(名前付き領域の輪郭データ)
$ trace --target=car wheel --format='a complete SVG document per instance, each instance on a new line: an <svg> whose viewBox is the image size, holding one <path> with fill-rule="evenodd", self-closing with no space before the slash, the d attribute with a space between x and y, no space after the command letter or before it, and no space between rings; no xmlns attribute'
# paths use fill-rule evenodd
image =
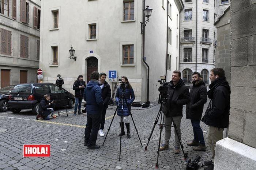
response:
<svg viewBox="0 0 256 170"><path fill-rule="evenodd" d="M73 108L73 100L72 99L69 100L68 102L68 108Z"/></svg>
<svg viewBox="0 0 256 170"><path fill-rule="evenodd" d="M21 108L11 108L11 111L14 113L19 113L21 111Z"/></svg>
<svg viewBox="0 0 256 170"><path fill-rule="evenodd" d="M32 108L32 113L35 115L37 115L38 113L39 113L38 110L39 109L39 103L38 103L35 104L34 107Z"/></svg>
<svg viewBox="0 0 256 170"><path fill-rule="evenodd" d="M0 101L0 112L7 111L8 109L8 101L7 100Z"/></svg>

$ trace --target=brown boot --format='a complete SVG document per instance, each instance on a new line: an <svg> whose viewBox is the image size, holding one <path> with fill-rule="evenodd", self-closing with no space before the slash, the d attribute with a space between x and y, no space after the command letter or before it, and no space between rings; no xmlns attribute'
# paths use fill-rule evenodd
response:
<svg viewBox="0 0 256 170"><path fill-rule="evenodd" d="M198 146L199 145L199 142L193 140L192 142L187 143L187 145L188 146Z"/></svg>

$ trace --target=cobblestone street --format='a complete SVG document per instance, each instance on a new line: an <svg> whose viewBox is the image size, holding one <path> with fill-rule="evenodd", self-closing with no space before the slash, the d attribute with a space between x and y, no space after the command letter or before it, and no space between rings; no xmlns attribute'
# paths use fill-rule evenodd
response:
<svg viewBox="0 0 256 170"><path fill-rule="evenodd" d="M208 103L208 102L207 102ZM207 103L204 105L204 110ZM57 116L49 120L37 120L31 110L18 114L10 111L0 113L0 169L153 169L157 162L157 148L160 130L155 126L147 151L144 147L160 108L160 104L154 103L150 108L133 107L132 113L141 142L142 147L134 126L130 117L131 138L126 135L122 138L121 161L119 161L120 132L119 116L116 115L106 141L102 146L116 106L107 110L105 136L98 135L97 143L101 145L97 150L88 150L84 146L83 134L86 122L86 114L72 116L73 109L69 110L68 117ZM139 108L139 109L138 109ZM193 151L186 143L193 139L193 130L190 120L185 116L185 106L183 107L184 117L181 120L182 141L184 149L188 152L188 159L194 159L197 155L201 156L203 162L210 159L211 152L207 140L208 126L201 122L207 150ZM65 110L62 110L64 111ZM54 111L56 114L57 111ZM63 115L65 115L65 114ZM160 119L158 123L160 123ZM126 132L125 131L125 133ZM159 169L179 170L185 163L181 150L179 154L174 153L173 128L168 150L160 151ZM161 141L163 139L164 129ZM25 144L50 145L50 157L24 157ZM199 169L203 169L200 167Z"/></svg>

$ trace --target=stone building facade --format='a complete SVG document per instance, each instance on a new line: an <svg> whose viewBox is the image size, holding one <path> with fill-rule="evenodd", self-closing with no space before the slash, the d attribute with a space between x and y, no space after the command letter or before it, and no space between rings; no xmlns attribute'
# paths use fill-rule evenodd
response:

* * *

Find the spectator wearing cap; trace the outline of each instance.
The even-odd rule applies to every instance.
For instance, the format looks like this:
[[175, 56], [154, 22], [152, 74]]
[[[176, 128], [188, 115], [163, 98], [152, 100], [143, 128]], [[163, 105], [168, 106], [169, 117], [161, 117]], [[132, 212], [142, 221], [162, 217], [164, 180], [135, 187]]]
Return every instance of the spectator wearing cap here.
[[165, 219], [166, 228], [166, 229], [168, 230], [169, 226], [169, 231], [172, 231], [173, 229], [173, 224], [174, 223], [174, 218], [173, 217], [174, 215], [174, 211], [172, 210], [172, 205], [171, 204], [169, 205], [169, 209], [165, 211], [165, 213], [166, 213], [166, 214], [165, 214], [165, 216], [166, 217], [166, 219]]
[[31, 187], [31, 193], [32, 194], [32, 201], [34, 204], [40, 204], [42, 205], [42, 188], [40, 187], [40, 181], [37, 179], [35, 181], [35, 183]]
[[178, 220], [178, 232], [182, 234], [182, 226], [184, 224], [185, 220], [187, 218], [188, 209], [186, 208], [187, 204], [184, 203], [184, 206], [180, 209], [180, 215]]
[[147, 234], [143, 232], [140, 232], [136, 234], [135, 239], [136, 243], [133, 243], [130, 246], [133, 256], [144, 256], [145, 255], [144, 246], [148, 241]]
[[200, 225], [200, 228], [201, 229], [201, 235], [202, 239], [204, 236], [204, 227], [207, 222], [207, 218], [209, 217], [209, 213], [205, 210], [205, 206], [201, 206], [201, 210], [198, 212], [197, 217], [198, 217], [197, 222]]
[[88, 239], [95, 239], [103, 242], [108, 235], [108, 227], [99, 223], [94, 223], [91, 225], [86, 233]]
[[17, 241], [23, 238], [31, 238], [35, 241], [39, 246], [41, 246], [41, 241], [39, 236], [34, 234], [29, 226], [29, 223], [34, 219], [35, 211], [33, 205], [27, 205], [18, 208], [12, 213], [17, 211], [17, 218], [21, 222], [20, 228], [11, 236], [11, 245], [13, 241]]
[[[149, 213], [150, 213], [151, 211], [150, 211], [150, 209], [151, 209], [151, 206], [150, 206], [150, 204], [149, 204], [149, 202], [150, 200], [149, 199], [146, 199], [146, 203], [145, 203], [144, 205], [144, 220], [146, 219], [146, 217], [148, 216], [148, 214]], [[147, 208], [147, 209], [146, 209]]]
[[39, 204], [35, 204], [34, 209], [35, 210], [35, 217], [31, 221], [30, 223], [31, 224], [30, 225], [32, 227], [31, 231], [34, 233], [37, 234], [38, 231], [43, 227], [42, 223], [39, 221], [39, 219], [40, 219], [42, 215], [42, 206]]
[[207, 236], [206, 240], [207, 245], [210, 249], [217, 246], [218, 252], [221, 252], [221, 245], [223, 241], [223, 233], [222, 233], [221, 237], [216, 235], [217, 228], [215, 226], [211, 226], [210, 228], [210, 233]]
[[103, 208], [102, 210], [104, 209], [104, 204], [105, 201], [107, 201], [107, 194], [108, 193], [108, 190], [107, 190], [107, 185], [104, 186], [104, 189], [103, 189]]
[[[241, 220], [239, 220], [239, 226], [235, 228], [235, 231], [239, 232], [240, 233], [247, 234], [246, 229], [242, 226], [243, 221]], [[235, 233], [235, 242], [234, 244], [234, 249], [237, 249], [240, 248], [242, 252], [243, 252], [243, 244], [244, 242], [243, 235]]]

_演習の目的_
上のデータのうち、「Find the spectator」を含む行から「[[175, 56], [154, 22], [152, 74]]」を含む行までのすべてを、空行を除いて番号付きリストとして書き出すこと。

_以下の結果_
1. Find the spectator wearing cap; trace the outline of each instance.
2. The even-odd rule applies to every instance.
3. For instance, the format looks like this:
4. [[175, 56], [154, 22], [152, 74]]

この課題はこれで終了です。